#### Do this:
Rewrite every line of the items below, text and answers alike, multiplying each point coordinate in the answers by 2.3 and rounding to whole numbers, with halves rounded up. Leave the pictures out of your answer.

#### Dataset rows:
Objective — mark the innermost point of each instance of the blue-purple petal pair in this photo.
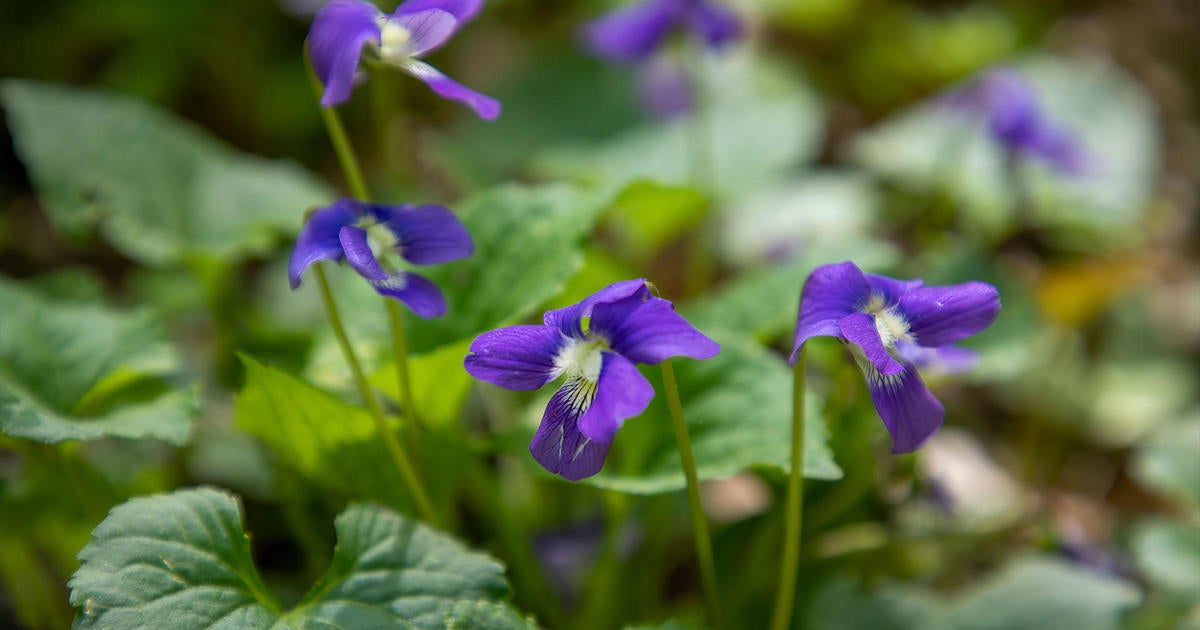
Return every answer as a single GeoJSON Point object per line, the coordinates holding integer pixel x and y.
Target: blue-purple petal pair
{"type": "Point", "coordinates": [372, 237]}
{"type": "Point", "coordinates": [594, 345]}
{"type": "Point", "coordinates": [1008, 105]}
{"type": "Point", "coordinates": [346, 29]}
{"type": "Point", "coordinates": [893, 327]}
{"type": "Point", "coordinates": [634, 33]}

#### Result of the exercise:
Objective — mark the innermost point of each instance of the blue-purple petal pair in this photo.
Return every answer as a single GeoJSON Point object per line, the coordinates holding integer pixel x and y.
Target: blue-purple petal pair
{"type": "Point", "coordinates": [856, 545]}
{"type": "Point", "coordinates": [1366, 794]}
{"type": "Point", "coordinates": [2318, 242]}
{"type": "Point", "coordinates": [796, 67]}
{"type": "Point", "coordinates": [2054, 752]}
{"type": "Point", "coordinates": [1458, 76]}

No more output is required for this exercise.